▶ **Exercice court 1**:
Réécrivez le passage du texte sur la nappe phréatique d'Occitanie qui va de « La ressource en » à « déchets du BTP. », en remplaçant « gravières » par « sablières ».
▶ **Exercice court 2**:
Condensez le paragraphe du texte sur la nappe phréatique d'Occitanie qui commence par « La ressource en eau en Occitanie » en conservant ses faits principaux.
▶ **Exercice court 3**:
D'après le texte sur la nappe phréatique d'Occitanie, répondez aux questions suivantes.
(a) À quelle date le billet de blog est-il paru ?
(b) Combien de billets l'auteur Bruan compte-t-il ?
(c) Quelle superficie de la nappe le Schéma Régional des Carrières prévoit-il de voir détruite ?

▶ **Texte choisi**:
▼▼▼

Bruan

Abonné·e de Mediapart

2 Billets

0 Édition

Billet de blog 6 mars 2023

Bruan

Abonné·e de Mediapart

Une des plus importantes nappes phréatiques d'Occitanie gravement menacée par le BTP

La ressource en eau en Occitanie est mise en péril par l'exploitation abusive de gravières sur une de ses plus importantes nappes phréatiques. Le Schéma Régional des Carrières prévoit d’entériner en 2023 la destruction de plus de 1000 ha de la nappe par les carrières exploitant dans l’eau (gravières), créant ainsi des giga-bassines à ciel ouvert, remblayées ensuite par des déchets du BTP.

Bruan

Abonné·e de Mediapart

Ce blog est personnel, la rédaction n’est pas à l’origine de ses contenus.

▲▲▲

▶ **Section des données**:
▼▼▼

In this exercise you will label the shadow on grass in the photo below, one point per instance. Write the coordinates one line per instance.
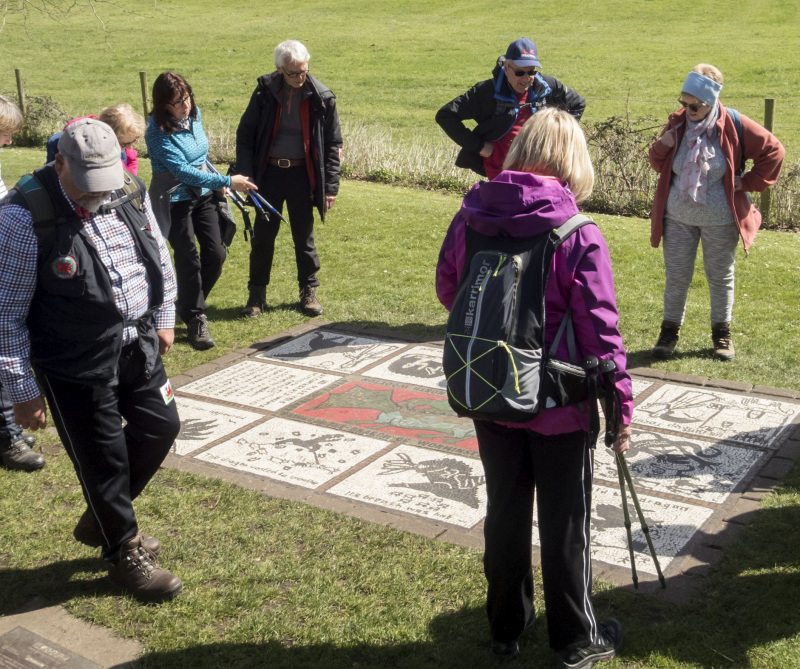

▲▲▲

▶ **Réponse rédigée 1**:
La ressource en eau en Occitanie est mise en péril par l'exploitation abusive de sablières sur une de ses plus importantes nappes phréatiques. Le Schéma Régional des Carrières prévoit d’entériner en 2023 la destruction de plus de 1000 ha de la nappe par les carrières exploitant dans l’eau (sablières), créant ainsi des giga-bassines à ciel ouvert, remblayées ensuite par des déchets du BTP.

▶ **Réponse rédigée 2**:
En Occitanie, l'exploitation abusive de gravières menace l'une des plus importantes nappes phréatiques. Le Schéma Régional des Carrières prévoit d'entériner en 2023 la destruction de plus de 1000 ha de cette nappe par des carrières exploitant dans l'eau. Il en résulterait des giga-bassines à ciel ouvert, ensuite remblayées par des déchets du BTP.

▶ **Réponse rédigée 3**:
(a) Le 6 mars 2023.
(b) 2 billets.
(c) Plus de 1000 ha.